# [What is required]
Copy every record below exactly as written, but leave out the pictures.

# [Material supplied]
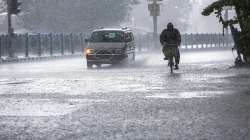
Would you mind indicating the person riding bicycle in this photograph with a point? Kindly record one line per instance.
(170, 39)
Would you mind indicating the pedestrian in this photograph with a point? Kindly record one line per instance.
(171, 38)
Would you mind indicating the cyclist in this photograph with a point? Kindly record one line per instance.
(170, 39)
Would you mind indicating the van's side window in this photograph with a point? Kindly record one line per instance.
(132, 36)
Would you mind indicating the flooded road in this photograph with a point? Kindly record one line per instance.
(62, 99)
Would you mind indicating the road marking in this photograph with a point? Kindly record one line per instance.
(42, 107)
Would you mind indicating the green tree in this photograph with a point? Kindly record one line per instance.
(242, 9)
(73, 15)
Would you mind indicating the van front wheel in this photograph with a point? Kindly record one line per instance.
(89, 65)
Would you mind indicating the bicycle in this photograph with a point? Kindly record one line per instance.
(171, 51)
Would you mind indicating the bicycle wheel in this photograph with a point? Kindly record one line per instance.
(171, 64)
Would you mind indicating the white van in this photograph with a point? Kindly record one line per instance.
(109, 46)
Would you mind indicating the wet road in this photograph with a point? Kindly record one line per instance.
(206, 99)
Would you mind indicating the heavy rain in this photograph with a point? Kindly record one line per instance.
(106, 70)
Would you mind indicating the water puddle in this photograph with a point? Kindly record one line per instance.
(42, 107)
(187, 95)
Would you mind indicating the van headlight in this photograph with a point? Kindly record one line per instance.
(118, 51)
(89, 51)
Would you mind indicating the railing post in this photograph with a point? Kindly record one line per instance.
(62, 44)
(81, 42)
(139, 37)
(1, 46)
(50, 44)
(192, 44)
(26, 45)
(39, 45)
(72, 43)
(212, 39)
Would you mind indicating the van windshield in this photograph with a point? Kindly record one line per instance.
(107, 36)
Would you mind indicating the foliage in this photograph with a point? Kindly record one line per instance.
(242, 8)
(72, 15)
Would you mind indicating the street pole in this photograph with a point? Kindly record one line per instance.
(155, 22)
(226, 19)
(10, 29)
(154, 9)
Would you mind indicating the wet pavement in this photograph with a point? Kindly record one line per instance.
(62, 100)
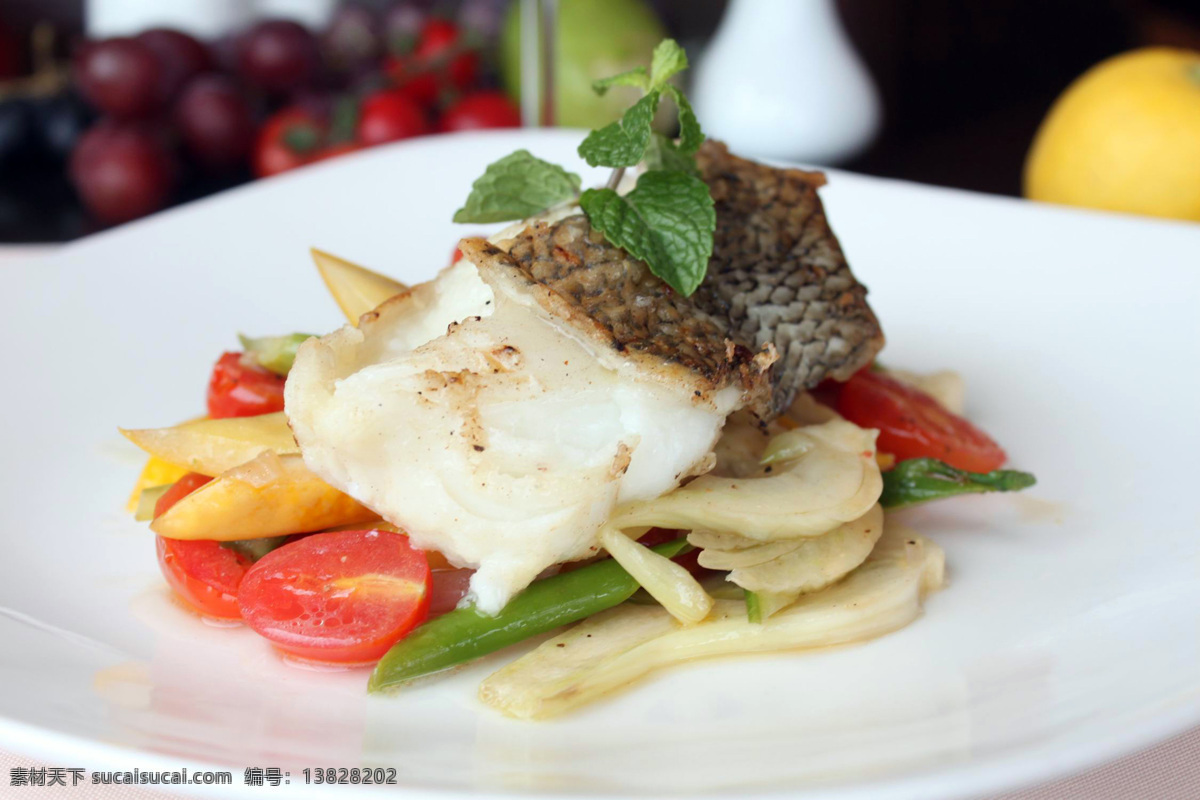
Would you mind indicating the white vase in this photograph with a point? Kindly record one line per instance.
(781, 80)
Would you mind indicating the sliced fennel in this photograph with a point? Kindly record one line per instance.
(762, 605)
(827, 477)
(665, 581)
(612, 649)
(809, 564)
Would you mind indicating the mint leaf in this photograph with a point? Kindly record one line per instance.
(663, 154)
(515, 187)
(690, 134)
(667, 221)
(622, 143)
(669, 59)
(636, 77)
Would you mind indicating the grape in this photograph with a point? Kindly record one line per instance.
(277, 55)
(61, 119)
(16, 131)
(181, 58)
(481, 19)
(121, 170)
(351, 41)
(119, 76)
(215, 121)
(402, 25)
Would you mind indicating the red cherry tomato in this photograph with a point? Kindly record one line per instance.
(481, 110)
(388, 116)
(447, 589)
(913, 425)
(342, 597)
(418, 83)
(288, 139)
(243, 389)
(203, 573)
(438, 61)
(441, 47)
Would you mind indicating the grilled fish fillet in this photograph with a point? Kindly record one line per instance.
(778, 275)
(499, 413)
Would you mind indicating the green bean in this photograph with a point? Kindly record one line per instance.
(919, 480)
(465, 633)
(275, 353)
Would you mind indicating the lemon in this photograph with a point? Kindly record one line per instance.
(1125, 137)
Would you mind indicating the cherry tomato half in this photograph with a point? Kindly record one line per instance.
(481, 110)
(287, 140)
(202, 572)
(389, 116)
(243, 389)
(441, 46)
(913, 425)
(342, 597)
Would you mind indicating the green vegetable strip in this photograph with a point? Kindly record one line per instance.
(919, 480)
(754, 607)
(275, 353)
(255, 548)
(465, 635)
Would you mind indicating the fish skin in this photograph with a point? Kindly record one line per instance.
(778, 275)
(622, 308)
(778, 312)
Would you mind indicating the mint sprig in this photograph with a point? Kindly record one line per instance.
(666, 221)
(517, 186)
(623, 143)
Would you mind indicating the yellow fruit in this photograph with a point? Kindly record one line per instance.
(1125, 137)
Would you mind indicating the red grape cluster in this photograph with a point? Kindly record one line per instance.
(274, 97)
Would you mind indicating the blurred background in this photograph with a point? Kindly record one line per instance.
(111, 109)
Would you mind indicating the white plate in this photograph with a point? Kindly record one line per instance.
(1069, 632)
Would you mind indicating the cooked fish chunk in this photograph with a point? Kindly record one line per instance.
(502, 411)
(505, 441)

# [Reply to the task]
Would you mind indicating the person riding bicycle in this photograph with a point? Kindly record one line per instance.
(170, 39)
Would you mind indicating the pedestrian in this photograph with a point? Kindly record one line per instance.
(171, 38)
Would you mind indicating the cyclist in this photograph with a point? Kindly record one line per instance.
(170, 39)
Would you mind indicating the van's side window in this photograph with a point? Kindly record one line per instance.
(132, 36)
Would you mind indicating the flooded road in this photograph with a point? Kindly record one line per instance.
(62, 99)
Would you mind indicating the road marking in this photograph with a point? Kindly record one line per instance.
(42, 107)
Would you mind indicating the green tree in this photograph with a point? Kindly record one line per instance.
(242, 9)
(73, 15)
Would you mind indicating the van front wheel in this photograph with a point? Kindly record one line per instance.
(89, 65)
Would you mind indicating the bicycle in this photograph with a point? Kindly record one line per instance.
(171, 51)
Would you mind indicating the bicycle wheel in this photograph with a point? Kindly record one line per instance.
(171, 64)
Would you mind indicating the white van in this photograph with a point? Kindly record one line per instance.
(109, 46)
Would you mind indicating the wet road in this photograph with a point? Kindly record one line per instance.
(206, 99)
Would you mind indicating the heavy rain in this photograph with a point? Kindly record one line per instance.
(106, 70)
Would you mind indicating the water puddle in this photograph with a point? Kindly record one line per instance.
(42, 107)
(187, 95)
Would you mind indicating the van headlight in this photograph with a point? Kindly record one line per instance.
(118, 51)
(89, 51)
Would you mind indicating the railing post in this photograph with a point? Kindly record one line per instance.
(62, 44)
(81, 42)
(139, 37)
(1, 46)
(50, 44)
(192, 44)
(26, 45)
(39, 45)
(72, 43)
(212, 39)
Would you mind indicating the van windshield in this photograph with a point? Kindly record one line per instance.
(107, 36)
Would you mind indicating the foliage in this photograph with a point? Kindly record one line per instance.
(242, 8)
(72, 15)
Would you mind indicating the street pole in this photograph with a point? Kindly record one line per instance.
(155, 22)
(226, 19)
(10, 29)
(154, 9)
Would you mind indicating the wet pavement in this photograph with a point? Kindly record one line per instance.
(62, 100)
Would you mind indicating the white vase in this photograph with a point? Kindly record one line per instance.
(781, 80)
Would you mind indicating the sliced fennel in this photograph with a point? Kindly record one line per instance.
(762, 605)
(827, 477)
(665, 581)
(612, 649)
(809, 564)
Would you mind indicating the mint leaf in this photograph with a point? Kindly record one line per instance.
(663, 154)
(515, 187)
(690, 134)
(667, 221)
(622, 143)
(669, 59)
(636, 77)
Would you mind indicating the grape in this photograph with a point? Kindly record one line per instance.
(277, 55)
(61, 119)
(16, 131)
(181, 58)
(481, 19)
(121, 170)
(351, 41)
(119, 76)
(215, 121)
(402, 25)
Would you mind indicating the red cherry tomato in this photograph with a point? Kindly record one line per instance.
(481, 110)
(388, 116)
(447, 589)
(913, 425)
(342, 597)
(418, 83)
(288, 139)
(243, 389)
(203, 573)
(438, 61)
(441, 47)
Would you mind indicating the grilled fish fillet in this photograph with a point? Kindly record one line per instance.
(778, 275)
(499, 413)
Would you mind indicating the green bean in this photograph with a point? Kindly record one line per instance.
(919, 480)
(465, 633)
(275, 353)
Would you mind indicating the lemon in this photograph with a point? Kindly record one line per instance.
(1125, 137)
Would you mind indicating the cherry tomato half in this photograph with a point? Kindly record one line per instance.
(481, 110)
(287, 140)
(202, 572)
(389, 116)
(243, 389)
(441, 46)
(913, 425)
(342, 597)
Would you mind indicating the green vegetable strip in this photograph with a point? Kindly record one line per instance.
(919, 480)
(754, 607)
(275, 353)
(255, 548)
(465, 635)
Would you mind indicating the fish skin in this photograph with a point? Kindly record one line per instance.
(778, 275)
(622, 308)
(778, 312)
Would you mind indicating the mint sprig in this photograph with a point? Kindly record one line per instance.
(666, 221)
(517, 186)
(623, 143)
Would you mind indicating the yellow fruit in this photograph with a point? Kindly record one line per instance.
(1125, 137)
Would you mind indicating the red grape cluster in this photograph with a point? Kindly record one line per instance.
(274, 97)
Would you mind indicating the blurred background in this photograph with a point? Kindly record one line per instance.
(111, 109)
Would you mind indicating the white plate in this photograph with a point? Kindly record one line per instance.
(1069, 632)
Would you mind indicating the cooked fish chunk in this photograph with a point? Kindly record one line per instance.
(502, 411)
(505, 441)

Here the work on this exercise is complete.